● **EXCERPT PROVIDED**:
When Dr Hussain's nephew syed Nazir Hussian contacted tuberculosis, Syed Muhammad Hussain left no stone unturned to get best available medical care for hi. However, he realized that most tuberculosis sanatoriums were being run by Hindu philanthropists there was apparent reluctance towards admission of Muslim patients. Dr Muhammad Hussain decided to build a Tuberculosis Sanatorium in Samli, Murree Hills Pakistan that was inaugurated by Lord & Lady Linlithgow, Viceroy of India. This is the largest T B Sanatorium in Pakistan.[1]

Dr. Muhammed Hussain's daughter, Safia Begum started an English School for Muslim Children in her 12 kanal house in Muslim Town and hired Mrs. Lewis, an English Lady as its Principal. She became the Headmistress in 1930s imparting modern education to the young until the time when the school had to be closed around partition in 1947.There is a Safia Street and a Safia Park housing estate within Muslim Town named after her memory. She built "Syed Imtiaz Hussain Ward" in memory of her son Syed Imtiaz Hussain in Syed Muhammad Hussain T B Sanatorium Samli. Herdaughter in law Begum Sarawat Imtiaz was the first ever female in West Pakistan to take the oath as Lambardar in 1959. This was cited as a milestone for women empowerment in Pakistan and the Muslim World. Presently her daughter Begum Arshia Azhar is Lambardar of said village i.e. Chak 43/12L, Chichawatni, District Sahiwal.[2]

Dr Hussain's grandsons Syed Khalid Hussain and Syed Asad Hussain donated land and Syed Asad Hussain a great philanthropist in the footsteps of his esteemed grandfather constructed Syed Altaf Hussain Eye Hospital on this land in Khanpur District Rahimyar Khan (rare example of two philanthropic hospitals in name of a father and son). Brigadier Akram Syed was the son of Syed Bashir Hussain the younger son of Dr Muhammad Hussain. Some of the famous early settlers in Muslim Town, besides the Syed family, included : Abdus Salam Khursheed (writer), Sabiha Khanum, Santosh Kumar, Nayyar Sultana Darpan, Agha Taalash, Allauddin, Malika Pukhraj, Akmal, Hasan Lateef, Saifuddin Saif, Ibraheem Nafees, Tanvir Naqvi, Riaz Ahmed and M Suleman (Film industry)and many more.

● **DATA EXTRACTS**:

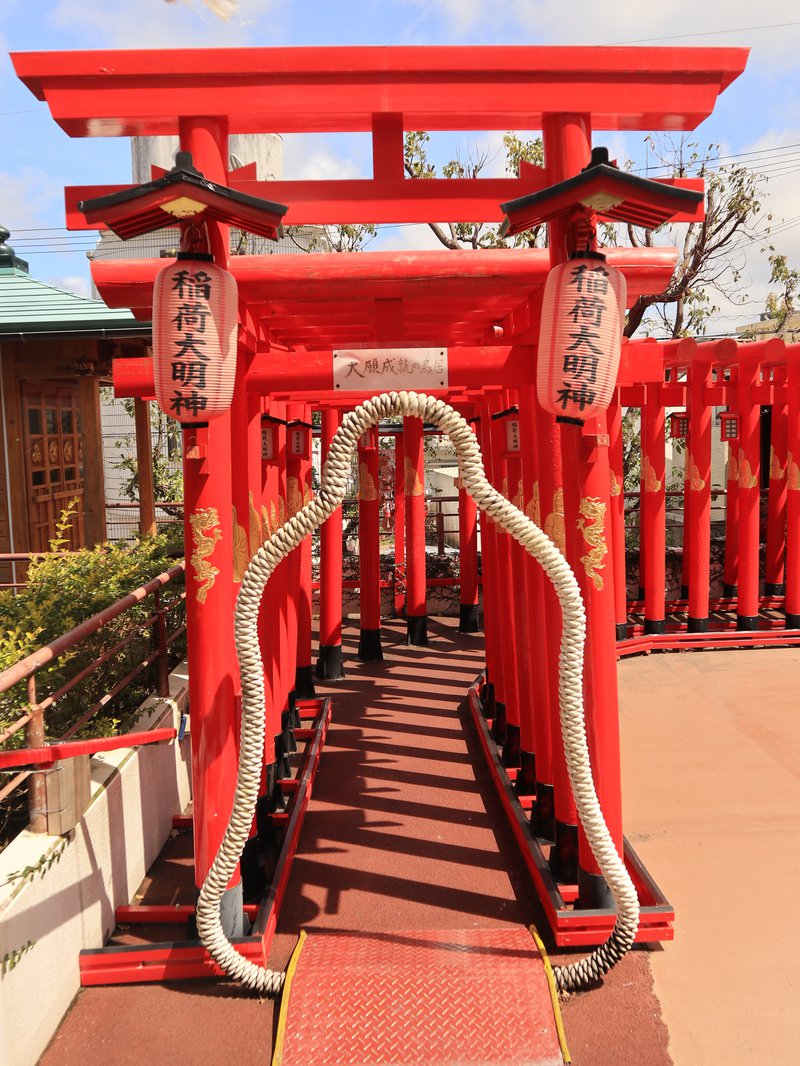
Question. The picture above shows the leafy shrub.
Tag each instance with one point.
(63, 590)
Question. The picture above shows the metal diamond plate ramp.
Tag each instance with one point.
(457, 997)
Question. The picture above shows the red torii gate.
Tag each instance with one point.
(297, 312)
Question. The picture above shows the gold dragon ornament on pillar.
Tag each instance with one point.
(206, 535)
(591, 521)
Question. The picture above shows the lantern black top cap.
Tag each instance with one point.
(612, 193)
(182, 194)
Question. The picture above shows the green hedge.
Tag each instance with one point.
(65, 590)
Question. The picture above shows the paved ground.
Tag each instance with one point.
(404, 832)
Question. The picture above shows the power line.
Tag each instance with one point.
(25, 111)
(709, 33)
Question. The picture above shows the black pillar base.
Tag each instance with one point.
(287, 733)
(293, 712)
(526, 778)
(283, 770)
(329, 664)
(255, 881)
(543, 818)
(498, 723)
(488, 699)
(304, 683)
(416, 629)
(564, 854)
(269, 837)
(774, 590)
(232, 915)
(369, 645)
(593, 892)
(511, 749)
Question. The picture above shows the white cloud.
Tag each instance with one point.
(717, 22)
(73, 283)
(307, 158)
(405, 239)
(154, 23)
(29, 198)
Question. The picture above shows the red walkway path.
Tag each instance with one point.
(403, 833)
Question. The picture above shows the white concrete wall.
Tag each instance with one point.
(70, 906)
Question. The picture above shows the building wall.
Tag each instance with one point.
(73, 364)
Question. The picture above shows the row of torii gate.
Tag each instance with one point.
(457, 324)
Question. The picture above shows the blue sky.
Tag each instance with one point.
(757, 118)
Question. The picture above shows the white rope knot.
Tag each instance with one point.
(537, 544)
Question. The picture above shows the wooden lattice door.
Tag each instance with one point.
(53, 455)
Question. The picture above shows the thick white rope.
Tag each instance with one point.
(571, 694)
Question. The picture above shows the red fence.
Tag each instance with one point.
(25, 672)
(755, 539)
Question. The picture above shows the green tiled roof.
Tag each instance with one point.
(28, 306)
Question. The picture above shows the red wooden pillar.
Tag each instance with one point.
(536, 761)
(269, 614)
(730, 583)
(498, 472)
(617, 486)
(330, 664)
(369, 547)
(298, 447)
(416, 611)
(209, 601)
(653, 522)
(304, 672)
(587, 483)
(793, 493)
(468, 610)
(564, 853)
(774, 569)
(698, 530)
(686, 536)
(747, 607)
(281, 580)
(495, 693)
(399, 591)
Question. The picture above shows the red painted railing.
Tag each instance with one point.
(26, 669)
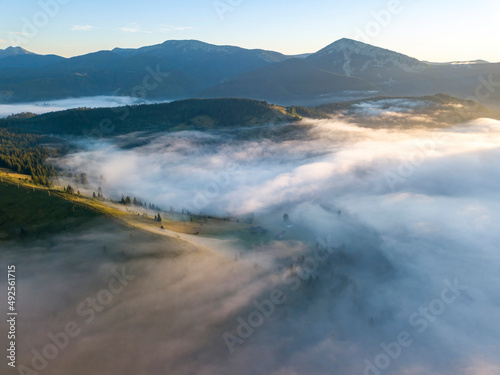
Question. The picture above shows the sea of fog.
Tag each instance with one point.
(62, 104)
(399, 230)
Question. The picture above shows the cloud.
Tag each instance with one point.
(134, 28)
(168, 28)
(439, 223)
(82, 28)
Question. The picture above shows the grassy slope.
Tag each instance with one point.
(27, 213)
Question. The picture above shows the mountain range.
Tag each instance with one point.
(182, 69)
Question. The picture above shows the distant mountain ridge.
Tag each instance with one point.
(182, 69)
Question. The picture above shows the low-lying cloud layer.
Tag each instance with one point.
(408, 284)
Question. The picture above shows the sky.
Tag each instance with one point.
(447, 30)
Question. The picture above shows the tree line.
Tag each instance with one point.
(25, 153)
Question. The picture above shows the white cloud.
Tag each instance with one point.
(167, 28)
(134, 28)
(82, 28)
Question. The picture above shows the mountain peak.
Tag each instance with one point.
(346, 44)
(352, 58)
(14, 51)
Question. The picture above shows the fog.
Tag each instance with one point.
(69, 103)
(408, 221)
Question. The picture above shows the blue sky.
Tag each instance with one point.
(441, 30)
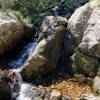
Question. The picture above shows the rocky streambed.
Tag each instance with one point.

● **PROBLEM STATEMENT**:
Write the next few sentences of the passage above about Dr. Muhammad Hussain's family and Muslim Town, starting right after its last sentence.

● **ANSWER TO THE EXERCISE**:
Ahmadiyya connections[edit]

Dr Syed Muhammad Husain Shah was one of the founding members of the Lahore Ahmadiyya Movement along with Maulana Muhammad Ali in 1914. See an account of his life[3] and his obituary published in 1939.[4] He joined the Ahmadiyya Movement in the lifetime of Mirza Ghulam Ahmad, the Founder of the Ahmadiyya Movement, and was one of his most prominent followers. Mirza Ghulam Ahmad, in the last month of his life, was staying in Lahore at the home of Dr Husain Shah located at Ahmadiyya Buildings, Brandreth Road, and died there on 26 May 1908.

Colonel Dr Bashir Husain Syed, son of Dr Husain Shah, was also a leading member of the Lahore Ahmadiyya Movement, and held high offices in the Movement. In his profession he was Inspector General, Prisons, Punjab, Pakistan, 1948-1958 (Punjab Prisons (Pakistan)), and Director, Health Services, West Pakistan. He died on 12 October 1972 (see The Light, English weekly of the Lahore Ahmadiyya Movement, 24 November 1972, page 2 & 5).